> _WHAT TO DO_: Rescale the lines from the one containing "Note: point out the white shirt" through the end of the items, inclusive. Give all of them again, request lines unchanged, with every coordinate in the answers multiplied by 2.55 and rounded to a whole number (halves up), and output only those lines.

[Dataset excerpts on object pointing]
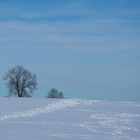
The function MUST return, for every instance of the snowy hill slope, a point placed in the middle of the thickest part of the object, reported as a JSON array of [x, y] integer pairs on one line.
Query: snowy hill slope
[[43, 119]]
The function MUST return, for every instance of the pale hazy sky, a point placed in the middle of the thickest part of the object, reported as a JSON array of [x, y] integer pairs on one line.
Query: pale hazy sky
[[85, 48]]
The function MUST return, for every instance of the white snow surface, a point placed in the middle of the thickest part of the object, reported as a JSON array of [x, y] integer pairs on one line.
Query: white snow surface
[[68, 119]]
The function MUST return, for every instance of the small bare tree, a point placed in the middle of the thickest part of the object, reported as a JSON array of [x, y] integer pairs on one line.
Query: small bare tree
[[20, 81]]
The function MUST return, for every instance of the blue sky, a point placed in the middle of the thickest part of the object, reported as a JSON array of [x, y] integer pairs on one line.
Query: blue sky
[[85, 48]]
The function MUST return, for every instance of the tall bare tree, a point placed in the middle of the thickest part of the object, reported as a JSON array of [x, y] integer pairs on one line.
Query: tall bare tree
[[20, 81]]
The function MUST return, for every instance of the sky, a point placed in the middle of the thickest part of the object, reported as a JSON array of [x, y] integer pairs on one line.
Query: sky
[[85, 48]]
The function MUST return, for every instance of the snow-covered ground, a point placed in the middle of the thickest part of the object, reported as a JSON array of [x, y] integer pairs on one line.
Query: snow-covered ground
[[43, 119]]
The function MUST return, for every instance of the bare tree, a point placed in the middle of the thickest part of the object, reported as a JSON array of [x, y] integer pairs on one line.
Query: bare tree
[[20, 81], [53, 93]]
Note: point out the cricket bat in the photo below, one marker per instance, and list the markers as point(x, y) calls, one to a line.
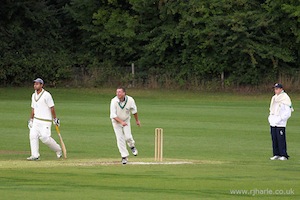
point(63, 147)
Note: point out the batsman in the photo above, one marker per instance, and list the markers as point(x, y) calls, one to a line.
point(121, 108)
point(41, 118)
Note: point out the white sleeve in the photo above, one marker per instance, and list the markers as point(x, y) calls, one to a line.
point(133, 107)
point(285, 112)
point(113, 109)
point(49, 100)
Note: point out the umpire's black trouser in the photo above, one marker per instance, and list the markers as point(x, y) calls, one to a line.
point(279, 141)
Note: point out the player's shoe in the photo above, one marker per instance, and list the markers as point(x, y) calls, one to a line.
point(134, 151)
point(31, 158)
point(124, 160)
point(275, 158)
point(282, 158)
point(59, 154)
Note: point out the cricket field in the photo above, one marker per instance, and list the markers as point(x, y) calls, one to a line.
point(216, 146)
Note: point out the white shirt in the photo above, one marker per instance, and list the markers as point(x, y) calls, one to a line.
point(122, 109)
point(280, 119)
point(42, 103)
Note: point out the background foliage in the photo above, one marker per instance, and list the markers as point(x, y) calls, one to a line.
point(179, 44)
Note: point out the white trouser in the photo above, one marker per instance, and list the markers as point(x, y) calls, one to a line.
point(123, 136)
point(41, 130)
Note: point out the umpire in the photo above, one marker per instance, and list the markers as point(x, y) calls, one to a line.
point(280, 111)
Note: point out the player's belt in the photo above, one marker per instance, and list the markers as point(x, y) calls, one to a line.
point(45, 120)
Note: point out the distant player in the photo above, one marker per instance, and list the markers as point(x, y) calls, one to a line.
point(280, 111)
point(121, 108)
point(42, 115)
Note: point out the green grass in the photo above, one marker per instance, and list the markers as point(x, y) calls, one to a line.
point(226, 136)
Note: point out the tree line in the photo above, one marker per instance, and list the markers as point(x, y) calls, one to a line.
point(172, 43)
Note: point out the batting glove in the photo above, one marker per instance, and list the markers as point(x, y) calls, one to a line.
point(56, 121)
point(30, 122)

> _THE RESPONSE_:
Note: point out the white shirt in the photo above, one marker per instance, and list the markers as point(x, y) calls, one to a line.
point(311, 278)
point(714, 303)
point(107, 263)
Note: point out the background foliage in the photo above, one marker per instance, and list the markers as point(x, y) calls, one to a line.
point(456, 112)
Note: point out the white trouser in the photo above, one marker per instance, and list the markers as point(x, y) calls, one to a line.
point(314, 347)
point(105, 332)
Note: point out the umpire in the photo above, one marker per instance, and list the markers as point(x, y) calls, one to a line.
point(714, 283)
Note: point out the player's belt in the photo above, one marker per instance, and list the markers as point(x, y) calls, one to a line.
point(115, 306)
Note: point out the distant player in the photo above, one marker per instance, and list the markers as point(x, y) calls, one to a line.
point(714, 283)
point(309, 275)
point(107, 293)
Note: point out the green grass in the photo above, one marker per instance, and list the markers as point(x, y) calls, one to a line.
point(576, 347)
Note: point out the tree line in the photo above, one marker per instance, and list the markers as point(x, y) calls, one to a line.
point(439, 110)
Note: point out the batting glove in the photo above, one marker per instance, and list the markers as point(x, y) calls, one to a line.
point(143, 309)
point(77, 311)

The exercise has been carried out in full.